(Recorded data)
========================================================================
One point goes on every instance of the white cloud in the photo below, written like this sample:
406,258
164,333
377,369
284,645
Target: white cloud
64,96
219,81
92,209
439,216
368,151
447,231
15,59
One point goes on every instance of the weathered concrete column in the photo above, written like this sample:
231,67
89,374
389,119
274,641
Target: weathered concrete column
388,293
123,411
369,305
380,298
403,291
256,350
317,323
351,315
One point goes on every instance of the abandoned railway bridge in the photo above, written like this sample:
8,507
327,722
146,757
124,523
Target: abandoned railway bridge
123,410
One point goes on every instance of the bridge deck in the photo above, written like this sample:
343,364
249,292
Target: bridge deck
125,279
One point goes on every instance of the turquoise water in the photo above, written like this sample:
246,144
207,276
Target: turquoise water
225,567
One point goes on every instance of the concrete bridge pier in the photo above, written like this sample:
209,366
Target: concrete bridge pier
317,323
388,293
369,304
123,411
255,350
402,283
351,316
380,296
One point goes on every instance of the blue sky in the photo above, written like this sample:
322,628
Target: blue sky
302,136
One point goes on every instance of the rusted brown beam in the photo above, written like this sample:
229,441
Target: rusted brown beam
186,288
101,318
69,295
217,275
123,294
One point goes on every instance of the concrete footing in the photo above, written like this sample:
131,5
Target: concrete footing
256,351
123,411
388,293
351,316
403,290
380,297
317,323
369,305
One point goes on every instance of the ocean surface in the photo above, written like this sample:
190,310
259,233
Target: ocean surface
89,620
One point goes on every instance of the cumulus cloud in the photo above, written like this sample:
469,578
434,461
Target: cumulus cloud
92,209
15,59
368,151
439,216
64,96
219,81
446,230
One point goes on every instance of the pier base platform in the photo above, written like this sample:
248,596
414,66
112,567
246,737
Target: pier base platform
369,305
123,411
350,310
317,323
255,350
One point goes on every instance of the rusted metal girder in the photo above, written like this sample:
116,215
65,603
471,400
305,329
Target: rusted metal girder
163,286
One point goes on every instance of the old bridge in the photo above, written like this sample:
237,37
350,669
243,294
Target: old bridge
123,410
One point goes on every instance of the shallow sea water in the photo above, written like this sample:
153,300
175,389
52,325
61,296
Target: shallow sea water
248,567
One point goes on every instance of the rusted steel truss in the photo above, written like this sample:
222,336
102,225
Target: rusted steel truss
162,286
========================================================================
- [AIM]:
Reproduce all of the material above word for word, changing nothing.

- [RIGHT ANSWER]:
One point goes on every instance of the white cloud in the photo below, written like this sample:
406,258
164,333
377,369
284,645
Target: white cloud
64,96
219,81
92,209
439,216
368,151
447,231
15,59
One point goes on every instance of the weathered concrete column in the photo above, written like this sample:
231,67
89,374
389,119
274,641
Target: weathered concrete column
388,293
123,411
369,305
380,298
403,291
256,350
317,323
351,315
One point goes on every instance of the abandoned railway bridge in the photo above, written like this sample:
8,507
327,722
146,757
124,523
Target: abandoned railway bridge
123,410
One point goes on every instance of the bridge deck in the photo above, written like this sample:
343,364
249,292
Target: bridge deck
125,279
One point goes on every instance of the turquoise water in the photo above, written like this sample:
246,144
207,276
Target: turquoise water
225,567
One point goes on every instance of the concrete bridge pier in the photo above, written like this sample:
209,366
Target: concrete bridge pier
317,323
388,293
369,304
123,411
255,350
402,283
351,316
380,296
One point goes on every instance of the blue sky in the photo above, written like this sample:
322,628
Target: blue sky
302,136
One point goes on every instance of the rusted brown beam in the photo above, written like this sample:
229,441
Target: rusted brown beam
186,288
101,318
69,295
217,275
123,294
One point goes on every instance of the concrete footing in the photo above, written like this sample:
131,5
Target: concrete footing
256,351
123,411
388,293
351,316
403,290
380,297
317,323
369,305
One point goes on every instance of the ocean surface in the photo above, written like this sample:
190,310
259,233
Target: ocean surface
89,620
One point goes on every instance of the cumulus cloud in the photo above, written like this sample:
469,578
434,461
Target: cumulus cloud
92,209
15,59
368,151
439,216
64,96
219,81
446,230
One point goes on every instance of the pier base platform in the photo above, written like this sample:
248,596
414,66
112,567
246,737
Target: pier base platform
369,305
123,411
350,310
317,323
255,350
One point goes on every instance of the rusted metal girder in the photo above, written like this sample:
116,215
65,603
471,400
305,329
Target: rusted metal girder
163,286
One point goes on every instance of the old bridge in the photo above, written like this sample:
237,37
350,669
243,294
Target: old bridge
123,410
One point goes on every instance of the shallow sea water in the photo above, written like this sample:
153,300
175,389
52,325
61,296
Target: shallow sea water
248,567
One point goes on every instance of the rusted steel truss in the photo above, written like this sample:
222,336
102,225
Target: rusted steel truss
162,286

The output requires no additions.